(What you have to do) Copy out every item below word for word, omitting the pictures.

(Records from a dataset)
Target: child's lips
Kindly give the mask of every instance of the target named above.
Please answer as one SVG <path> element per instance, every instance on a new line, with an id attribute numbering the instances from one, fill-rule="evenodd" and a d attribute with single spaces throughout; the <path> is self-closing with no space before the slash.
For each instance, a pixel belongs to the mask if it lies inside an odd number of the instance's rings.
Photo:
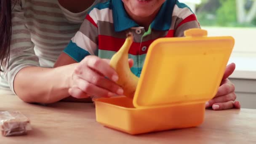
<path id="1" fill-rule="evenodd" d="M 140 3 L 148 3 L 152 0 L 136 0 Z"/>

(Response for this exercise)
Target: child's lips
Kindly give the mask of every instance of the target named above.
Please answer as one SVG <path> element per instance, every instance on a new line, with an id attribute numbering the instances from one, fill-rule="evenodd" and a d attribute with single spaces throughout; the <path> is self-closing with no space before the slash.
For each instance, a pixel belongs to the mask if it lies inside an odd number of the instance's rings.
Photo:
<path id="1" fill-rule="evenodd" d="M 140 3 L 148 3 L 152 0 L 136 0 Z"/>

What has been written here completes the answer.